■ **AIM**
Render the rows below as a Markdown table with two columns, No. and Text, giving each row its number and its line and skipping any blank lines.

■ **RECORDS FOR THE TASK**
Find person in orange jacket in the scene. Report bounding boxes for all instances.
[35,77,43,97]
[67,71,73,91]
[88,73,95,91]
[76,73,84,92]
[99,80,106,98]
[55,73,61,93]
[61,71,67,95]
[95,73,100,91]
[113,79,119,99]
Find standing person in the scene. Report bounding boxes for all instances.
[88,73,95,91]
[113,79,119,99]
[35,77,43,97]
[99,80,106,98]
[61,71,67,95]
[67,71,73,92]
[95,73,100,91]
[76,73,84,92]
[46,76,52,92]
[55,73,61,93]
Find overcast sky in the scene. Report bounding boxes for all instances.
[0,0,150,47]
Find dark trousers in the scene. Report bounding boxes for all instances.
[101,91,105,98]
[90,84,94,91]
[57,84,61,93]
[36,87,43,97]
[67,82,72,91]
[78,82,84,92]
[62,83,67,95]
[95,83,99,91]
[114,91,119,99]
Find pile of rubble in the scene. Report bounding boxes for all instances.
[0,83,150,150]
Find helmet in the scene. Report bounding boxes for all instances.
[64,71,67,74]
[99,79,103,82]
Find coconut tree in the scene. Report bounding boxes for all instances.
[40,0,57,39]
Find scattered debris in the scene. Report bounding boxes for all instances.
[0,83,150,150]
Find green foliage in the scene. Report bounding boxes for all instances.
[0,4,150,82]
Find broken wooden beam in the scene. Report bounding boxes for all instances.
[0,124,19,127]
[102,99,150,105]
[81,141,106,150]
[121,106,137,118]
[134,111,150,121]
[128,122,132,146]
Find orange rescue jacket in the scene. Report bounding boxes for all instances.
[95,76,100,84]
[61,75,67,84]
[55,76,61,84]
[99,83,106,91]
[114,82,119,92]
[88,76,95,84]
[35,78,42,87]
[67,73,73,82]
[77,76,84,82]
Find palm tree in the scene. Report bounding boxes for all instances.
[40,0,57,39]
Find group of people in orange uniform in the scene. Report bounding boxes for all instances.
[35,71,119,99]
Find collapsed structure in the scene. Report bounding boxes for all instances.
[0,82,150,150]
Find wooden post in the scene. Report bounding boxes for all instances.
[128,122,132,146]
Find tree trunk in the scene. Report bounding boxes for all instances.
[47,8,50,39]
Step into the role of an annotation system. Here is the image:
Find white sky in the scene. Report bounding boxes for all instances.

■ **SOLVED EXERCISE**
| No. | Text |
|---|---|
| 1 | Find person in orange jacket in the scene. Report bounding boxes for all instances. |
| 2 | [35,77,43,97] |
| 3 | [67,71,73,91] |
| 4 | [88,73,95,91] |
| 5 | [76,73,84,92] |
| 6 | [99,80,106,98] |
| 7 | [55,73,61,93] |
| 8 | [61,71,67,95] |
| 9 | [95,73,100,91] |
| 10 | [113,79,119,99] |
| 11 | Find standing person in the scene. Report bounding boxes for all instances. |
| 12 | [88,73,95,91] |
| 13 | [113,79,119,99] |
| 14 | [35,77,43,97] |
| 15 | [99,80,106,98] |
| 16 | [61,71,67,95] |
| 17 | [67,71,73,92] |
| 18 | [95,73,100,91] |
| 19 | [76,73,84,92] |
| 20 | [46,76,52,92] |
| 21 | [55,73,61,93] |
| 22 | Find overcast sky in the scene. Report bounding boxes for all instances. |
| 23 | [0,0,150,47] |
| 24 | Find dark trousers in the scene. Report bounding boxes for all instances. |
| 25 | [101,91,105,98] |
| 26 | [90,84,94,91] |
| 27 | [57,84,61,93] |
| 28 | [36,87,43,97] |
| 29 | [67,82,72,91] |
| 30 | [78,82,84,92] |
| 31 | [62,83,67,95] |
| 32 | [95,83,99,91] |
| 33 | [114,91,119,99] |
| 34 | Find pile of rubble in the scene. Report bounding boxes for all instances. |
| 35 | [0,83,150,150] |
| 36 | Find helmet in the scene. Report bounding boxes for all instances. |
| 37 | [64,71,67,74] |
| 38 | [99,79,103,82] |
| 39 | Find coconut tree in the scene. Report bounding boxes for all instances. |
| 40 | [40,0,57,39] |
| 41 | Find scattered debris in the scene. Report bounding boxes for all instances. |
| 42 | [0,83,150,150] |
| 43 | Find green foliage in the scene. Report bounding boxes for all instances. |
| 44 | [0,4,150,82] |
| 45 | Find broken wooden beam in the scene. Report bounding boxes for all instances. |
| 46 | [0,124,19,127] |
| 47 | [102,99,150,105] |
| 48 | [81,141,106,150] |
| 49 | [121,106,137,118] |
| 50 | [134,111,150,121] |
| 51 | [128,122,132,146] |
| 52 | Find orange rescue jacket in the scene. Report bounding boxes for all instances. |
| 53 | [95,76,100,84] |
| 54 | [61,75,67,84] |
| 55 | [55,76,61,84] |
| 56 | [99,83,106,91] |
| 57 | [114,82,119,92] |
| 58 | [88,76,95,84] |
| 59 | [35,78,42,87] |
| 60 | [67,73,73,82] |
| 61 | [77,76,84,82] |
| 62 | Find palm tree in the scene. Report bounding boxes for all instances. |
| 63 | [40,0,57,39] |
| 64 | Find group of people in orange uniform in the scene. Report bounding boxes for all instances. |
| 65 | [35,71,119,99] |
| 66 | Find collapsed structure in the scene. Report bounding boxes for all instances. |
| 67 | [0,82,150,150] |
| 68 | Find wooden post in the scene. Report bounding boxes for all instances. |
| 69 | [128,122,132,146] |
| 70 | Find tree trunk in the scene. Report bounding boxes for all instances. |
| 71 | [47,8,50,39] |
| 72 | Step into the role of an annotation system. Here is the image: |
| 73 | Find white sky in the scene. Report bounding boxes for all instances. |